Source passage ->
----
A stage for experimentation and encounters

(sda) It’s a sultry afternoon. Gray clouds hang over the Terra di Pedemonte, a dog is yapping in front of the church, and further down in the village a man is mowing the lawn.

Piano music can be heard from the high, open windows of the Accademia Teatro Dimitri, and drums set the rhythm for the contorted students. “Danza” is on the sign next to the door of the inconspicuous building.

It’s been half a century since the clown Dimitri, who died five years ago, founded a theater with around 100 seats in the basement under today’s inner courtyard. “I think that was the happiest time of my father. He was able to act independently down here,” says his son David Dimitri, who has been running the theater since 2016 and is head of the Dimitri Foundation, in an interview with Keystone-SDA.

As the clown became more famous, so did the crowd in the small theater in Verscio. Ten years after the founding, today’s theater space was built – a new building – which can accommodate twice as many spectators.
----
Instruction 1 ->
Answer these questions using the passage on the Teatro Dimitri.
(a) What word appears on the sign next to the door of the building?
(b) About how many seats did the theater in the basement have when it was founded?
(c) Since what year has David Dimitri been running the theater?

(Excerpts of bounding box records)
----
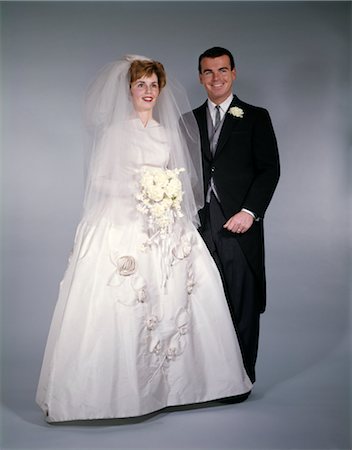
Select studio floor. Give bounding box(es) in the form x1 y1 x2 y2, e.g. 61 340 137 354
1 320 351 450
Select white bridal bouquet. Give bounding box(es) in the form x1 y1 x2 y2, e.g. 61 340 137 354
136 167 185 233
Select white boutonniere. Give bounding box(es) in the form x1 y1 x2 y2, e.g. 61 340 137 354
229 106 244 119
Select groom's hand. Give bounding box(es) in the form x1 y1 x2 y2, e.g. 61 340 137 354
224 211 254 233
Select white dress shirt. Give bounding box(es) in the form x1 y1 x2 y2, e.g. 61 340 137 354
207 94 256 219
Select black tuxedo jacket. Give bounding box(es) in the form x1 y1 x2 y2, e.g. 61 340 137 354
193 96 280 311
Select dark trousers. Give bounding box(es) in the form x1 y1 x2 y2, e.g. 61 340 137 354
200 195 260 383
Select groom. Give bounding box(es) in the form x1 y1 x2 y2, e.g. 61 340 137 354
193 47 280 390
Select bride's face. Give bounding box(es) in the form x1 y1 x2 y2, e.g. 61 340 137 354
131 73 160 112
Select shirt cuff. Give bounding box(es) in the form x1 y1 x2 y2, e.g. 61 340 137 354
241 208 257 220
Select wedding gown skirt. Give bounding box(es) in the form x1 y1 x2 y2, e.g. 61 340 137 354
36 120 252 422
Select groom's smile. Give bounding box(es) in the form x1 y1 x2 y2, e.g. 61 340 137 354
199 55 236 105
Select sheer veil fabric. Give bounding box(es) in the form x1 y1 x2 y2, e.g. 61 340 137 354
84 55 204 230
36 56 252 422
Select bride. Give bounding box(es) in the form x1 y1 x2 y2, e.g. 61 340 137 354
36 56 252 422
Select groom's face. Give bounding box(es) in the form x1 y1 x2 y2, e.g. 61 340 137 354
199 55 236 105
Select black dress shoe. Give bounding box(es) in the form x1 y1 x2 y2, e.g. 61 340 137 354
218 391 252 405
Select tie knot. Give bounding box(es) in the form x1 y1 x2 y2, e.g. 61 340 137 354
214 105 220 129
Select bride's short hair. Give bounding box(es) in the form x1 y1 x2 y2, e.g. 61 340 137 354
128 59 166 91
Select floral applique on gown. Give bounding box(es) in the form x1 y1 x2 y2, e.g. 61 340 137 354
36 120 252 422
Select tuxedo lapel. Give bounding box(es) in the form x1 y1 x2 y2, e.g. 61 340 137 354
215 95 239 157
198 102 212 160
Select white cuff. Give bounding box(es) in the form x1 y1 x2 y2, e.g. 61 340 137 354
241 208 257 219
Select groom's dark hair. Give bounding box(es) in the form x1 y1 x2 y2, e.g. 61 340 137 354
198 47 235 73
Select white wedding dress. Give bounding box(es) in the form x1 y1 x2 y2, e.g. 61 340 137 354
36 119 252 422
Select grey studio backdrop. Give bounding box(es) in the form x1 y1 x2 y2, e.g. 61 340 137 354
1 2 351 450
----
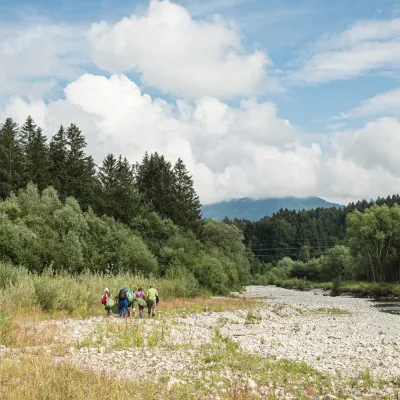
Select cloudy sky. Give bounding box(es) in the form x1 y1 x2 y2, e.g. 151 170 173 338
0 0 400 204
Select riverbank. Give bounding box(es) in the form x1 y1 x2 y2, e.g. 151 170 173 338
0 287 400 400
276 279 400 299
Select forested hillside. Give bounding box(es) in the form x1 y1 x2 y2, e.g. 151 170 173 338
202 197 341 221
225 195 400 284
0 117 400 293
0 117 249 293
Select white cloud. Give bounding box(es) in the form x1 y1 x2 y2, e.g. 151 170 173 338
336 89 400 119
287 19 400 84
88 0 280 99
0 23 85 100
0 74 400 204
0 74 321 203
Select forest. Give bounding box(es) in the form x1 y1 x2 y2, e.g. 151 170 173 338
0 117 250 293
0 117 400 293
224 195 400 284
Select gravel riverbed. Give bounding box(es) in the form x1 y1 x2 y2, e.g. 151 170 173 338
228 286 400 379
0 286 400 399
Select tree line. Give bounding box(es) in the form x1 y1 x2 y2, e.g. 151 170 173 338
----
Instruction 2 ->
From the records, quote verbatim everything from the line containing "Select studio floor." down to the line containing "224 211 254 233", including both of those lines.

Final result 1 ->
(a) "Danza"
(b) Around 100
(c) 2016

Final result 2 ->
Select studio floor. Give bounding box(es) in the form x1 y1 x2 y2, e.g. 61 340 137 354
1 320 351 450
Select white bridal bouquet. Give bounding box(es) in the form x1 y1 x2 y2, e.g. 61 340 137 354
136 167 185 233
Select white boutonniere. Give bounding box(es) in the form x1 y1 x2 y2, e.g. 61 340 137 354
229 106 244 119
Select groom's hand. Give bounding box(es) in the form x1 y1 x2 y2, e.g. 61 340 137 354
224 211 254 233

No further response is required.